Do this: Rewrite the data below, putting "ground cover" wherever "plant undergrowth" appears and leaving every other character untouched.

______

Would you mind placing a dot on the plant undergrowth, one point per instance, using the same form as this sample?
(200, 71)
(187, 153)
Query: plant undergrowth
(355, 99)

______

The solution:
Would you mind placing a dot on the ground cover, one point per instance, using the same form as this sample?
(200, 71)
(187, 153)
Query: ground cover
(355, 99)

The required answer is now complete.